**DATA PROVIDED**
>>>>

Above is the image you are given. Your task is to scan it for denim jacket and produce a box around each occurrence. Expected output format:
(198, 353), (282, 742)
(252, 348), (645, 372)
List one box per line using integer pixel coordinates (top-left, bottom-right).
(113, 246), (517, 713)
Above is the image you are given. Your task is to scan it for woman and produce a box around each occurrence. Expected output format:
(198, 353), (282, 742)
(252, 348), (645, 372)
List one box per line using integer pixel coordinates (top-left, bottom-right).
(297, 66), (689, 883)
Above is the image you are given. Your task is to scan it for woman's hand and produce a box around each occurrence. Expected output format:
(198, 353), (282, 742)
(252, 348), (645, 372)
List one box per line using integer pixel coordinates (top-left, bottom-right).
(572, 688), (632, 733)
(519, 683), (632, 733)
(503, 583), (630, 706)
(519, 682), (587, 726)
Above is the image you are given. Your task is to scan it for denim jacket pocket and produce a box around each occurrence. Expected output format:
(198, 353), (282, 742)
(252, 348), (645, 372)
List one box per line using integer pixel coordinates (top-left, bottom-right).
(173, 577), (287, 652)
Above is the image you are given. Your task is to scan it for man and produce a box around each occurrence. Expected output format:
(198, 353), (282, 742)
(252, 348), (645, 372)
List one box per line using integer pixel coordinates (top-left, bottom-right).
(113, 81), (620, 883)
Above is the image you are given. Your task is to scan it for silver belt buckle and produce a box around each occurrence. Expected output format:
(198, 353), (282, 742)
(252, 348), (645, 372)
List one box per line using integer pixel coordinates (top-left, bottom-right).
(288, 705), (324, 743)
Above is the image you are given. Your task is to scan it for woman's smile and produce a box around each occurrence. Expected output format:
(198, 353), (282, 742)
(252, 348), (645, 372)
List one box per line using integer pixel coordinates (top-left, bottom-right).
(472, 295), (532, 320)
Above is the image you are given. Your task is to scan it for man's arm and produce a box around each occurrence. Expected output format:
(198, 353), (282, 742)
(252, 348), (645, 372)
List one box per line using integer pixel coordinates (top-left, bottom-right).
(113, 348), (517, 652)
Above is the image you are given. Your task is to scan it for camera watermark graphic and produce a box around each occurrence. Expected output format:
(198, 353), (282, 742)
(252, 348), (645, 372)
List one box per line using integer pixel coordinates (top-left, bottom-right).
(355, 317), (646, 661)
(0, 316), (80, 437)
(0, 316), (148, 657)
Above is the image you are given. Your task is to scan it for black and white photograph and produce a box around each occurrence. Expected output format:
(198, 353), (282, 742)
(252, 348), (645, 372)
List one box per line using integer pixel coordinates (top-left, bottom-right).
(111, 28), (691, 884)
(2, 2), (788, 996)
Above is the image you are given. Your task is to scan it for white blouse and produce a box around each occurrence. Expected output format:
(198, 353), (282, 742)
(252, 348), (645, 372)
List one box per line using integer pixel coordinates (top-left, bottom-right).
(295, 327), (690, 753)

<<<<
>>>>

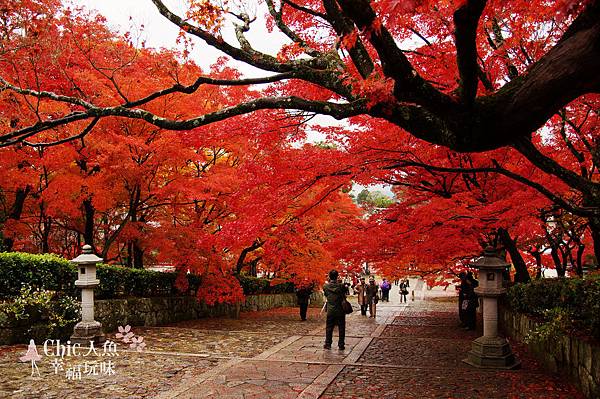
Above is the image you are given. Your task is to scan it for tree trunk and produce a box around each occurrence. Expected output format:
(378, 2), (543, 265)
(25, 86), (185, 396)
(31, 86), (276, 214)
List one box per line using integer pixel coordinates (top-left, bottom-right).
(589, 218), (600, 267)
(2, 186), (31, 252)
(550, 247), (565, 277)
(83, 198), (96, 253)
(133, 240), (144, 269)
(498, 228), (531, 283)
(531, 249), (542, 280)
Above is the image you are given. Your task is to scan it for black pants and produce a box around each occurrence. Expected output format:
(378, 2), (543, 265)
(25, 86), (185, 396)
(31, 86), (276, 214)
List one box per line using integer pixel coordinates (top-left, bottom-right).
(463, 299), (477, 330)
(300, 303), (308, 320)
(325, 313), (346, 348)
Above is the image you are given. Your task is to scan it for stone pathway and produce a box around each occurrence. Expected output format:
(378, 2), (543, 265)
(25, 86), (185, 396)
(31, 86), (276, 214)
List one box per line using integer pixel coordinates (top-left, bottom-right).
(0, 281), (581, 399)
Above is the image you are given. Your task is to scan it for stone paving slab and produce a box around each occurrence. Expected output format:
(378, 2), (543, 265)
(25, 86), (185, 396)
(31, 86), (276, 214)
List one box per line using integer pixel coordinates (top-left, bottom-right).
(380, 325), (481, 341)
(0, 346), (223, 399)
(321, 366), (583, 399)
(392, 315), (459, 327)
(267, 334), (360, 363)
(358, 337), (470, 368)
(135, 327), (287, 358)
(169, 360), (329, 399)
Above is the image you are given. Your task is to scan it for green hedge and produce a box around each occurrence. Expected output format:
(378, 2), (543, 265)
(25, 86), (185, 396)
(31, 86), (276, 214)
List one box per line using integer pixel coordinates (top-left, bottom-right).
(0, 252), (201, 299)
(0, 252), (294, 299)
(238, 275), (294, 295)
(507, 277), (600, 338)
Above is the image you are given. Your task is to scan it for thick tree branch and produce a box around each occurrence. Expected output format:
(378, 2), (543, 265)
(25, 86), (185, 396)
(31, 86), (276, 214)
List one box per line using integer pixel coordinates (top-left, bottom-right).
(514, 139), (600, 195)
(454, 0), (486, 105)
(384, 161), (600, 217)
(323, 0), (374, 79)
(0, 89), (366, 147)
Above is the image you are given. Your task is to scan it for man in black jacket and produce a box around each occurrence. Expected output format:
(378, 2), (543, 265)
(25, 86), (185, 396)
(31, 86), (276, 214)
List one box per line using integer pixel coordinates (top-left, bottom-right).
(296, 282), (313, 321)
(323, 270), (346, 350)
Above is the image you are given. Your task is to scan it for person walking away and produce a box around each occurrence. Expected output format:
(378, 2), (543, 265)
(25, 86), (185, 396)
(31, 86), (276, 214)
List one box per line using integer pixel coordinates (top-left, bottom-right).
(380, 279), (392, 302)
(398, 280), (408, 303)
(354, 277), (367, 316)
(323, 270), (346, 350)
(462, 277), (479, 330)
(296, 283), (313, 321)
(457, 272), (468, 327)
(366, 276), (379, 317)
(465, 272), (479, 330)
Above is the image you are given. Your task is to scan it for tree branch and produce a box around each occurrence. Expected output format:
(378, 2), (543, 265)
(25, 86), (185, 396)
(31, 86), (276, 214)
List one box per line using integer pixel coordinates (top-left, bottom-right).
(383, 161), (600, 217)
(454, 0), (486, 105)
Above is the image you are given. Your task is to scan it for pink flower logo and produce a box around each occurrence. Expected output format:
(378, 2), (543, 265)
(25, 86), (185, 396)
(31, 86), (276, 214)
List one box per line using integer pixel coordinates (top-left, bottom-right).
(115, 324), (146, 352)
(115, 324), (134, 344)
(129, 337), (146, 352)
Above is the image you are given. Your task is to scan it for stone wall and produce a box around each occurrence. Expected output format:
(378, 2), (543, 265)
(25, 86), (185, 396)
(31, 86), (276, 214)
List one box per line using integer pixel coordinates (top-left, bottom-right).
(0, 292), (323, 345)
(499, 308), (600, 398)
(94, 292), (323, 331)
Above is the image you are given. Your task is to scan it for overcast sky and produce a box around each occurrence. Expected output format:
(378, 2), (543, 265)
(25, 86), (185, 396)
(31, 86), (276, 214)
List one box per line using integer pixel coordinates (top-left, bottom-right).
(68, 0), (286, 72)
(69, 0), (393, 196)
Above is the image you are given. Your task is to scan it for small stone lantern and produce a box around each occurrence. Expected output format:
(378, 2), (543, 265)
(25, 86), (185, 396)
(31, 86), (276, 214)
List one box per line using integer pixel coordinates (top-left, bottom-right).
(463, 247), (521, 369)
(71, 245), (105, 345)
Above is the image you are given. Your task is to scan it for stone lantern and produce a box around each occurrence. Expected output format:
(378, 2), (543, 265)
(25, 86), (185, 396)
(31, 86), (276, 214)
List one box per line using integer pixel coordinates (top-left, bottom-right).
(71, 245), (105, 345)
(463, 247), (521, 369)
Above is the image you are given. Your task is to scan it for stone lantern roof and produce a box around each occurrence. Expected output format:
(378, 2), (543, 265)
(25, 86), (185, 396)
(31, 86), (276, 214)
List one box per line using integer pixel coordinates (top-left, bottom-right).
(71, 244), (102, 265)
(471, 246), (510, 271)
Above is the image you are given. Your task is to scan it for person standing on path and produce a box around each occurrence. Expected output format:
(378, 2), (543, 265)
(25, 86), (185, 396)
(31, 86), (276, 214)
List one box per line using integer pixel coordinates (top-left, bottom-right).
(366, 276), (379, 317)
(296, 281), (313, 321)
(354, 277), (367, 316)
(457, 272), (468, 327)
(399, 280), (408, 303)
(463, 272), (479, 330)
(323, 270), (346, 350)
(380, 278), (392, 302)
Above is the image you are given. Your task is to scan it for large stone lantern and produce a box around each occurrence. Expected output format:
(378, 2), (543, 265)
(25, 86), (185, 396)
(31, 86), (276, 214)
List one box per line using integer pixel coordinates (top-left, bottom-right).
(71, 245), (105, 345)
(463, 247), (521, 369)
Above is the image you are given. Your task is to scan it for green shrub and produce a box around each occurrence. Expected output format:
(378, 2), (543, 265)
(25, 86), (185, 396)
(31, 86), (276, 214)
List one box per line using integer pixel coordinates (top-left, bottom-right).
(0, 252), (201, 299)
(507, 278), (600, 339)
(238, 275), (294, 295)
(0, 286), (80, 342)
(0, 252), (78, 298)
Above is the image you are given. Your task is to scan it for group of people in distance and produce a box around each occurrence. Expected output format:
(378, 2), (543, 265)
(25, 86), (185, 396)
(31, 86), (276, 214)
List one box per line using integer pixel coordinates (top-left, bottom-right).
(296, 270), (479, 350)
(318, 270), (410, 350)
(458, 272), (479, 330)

<<<<

**AIM**
Starting at the line that contains "for stone pathway" and stopping after the line that contains "(507, 277), (600, 338)", reproduce the lines word for word, including both of those lines.

**SOLVED EXERCISE**
Above is the image you are given. Your task is to scan it for stone pathway and produce a box around each occurrence. Expected output format:
(378, 2), (543, 265)
(25, 86), (185, 396)
(31, 86), (276, 214)
List one box per line using integer pixel coordinates (top-left, bottom-right).
(0, 281), (581, 399)
Above is the image you are given. Your task is to scan it for stone paving slab and produce a box around each occurrence. Expected output format:
(378, 2), (543, 265)
(25, 86), (185, 396)
(31, 86), (276, 214)
List one box per line using integer pixel coordinates (top-left, bottom-right).
(380, 325), (481, 341)
(0, 346), (223, 399)
(321, 366), (583, 399)
(392, 315), (459, 327)
(267, 334), (360, 363)
(358, 337), (470, 368)
(135, 327), (287, 358)
(169, 360), (329, 399)
Above is the image you are given. Your task is to scan it for green hedge and produce a box around each occurrence. Expected output format:
(378, 2), (543, 265)
(25, 86), (185, 396)
(31, 86), (276, 214)
List one box per line using integer pixel coordinates (top-left, bottom-right).
(0, 252), (201, 299)
(0, 252), (294, 299)
(238, 275), (294, 295)
(507, 277), (600, 338)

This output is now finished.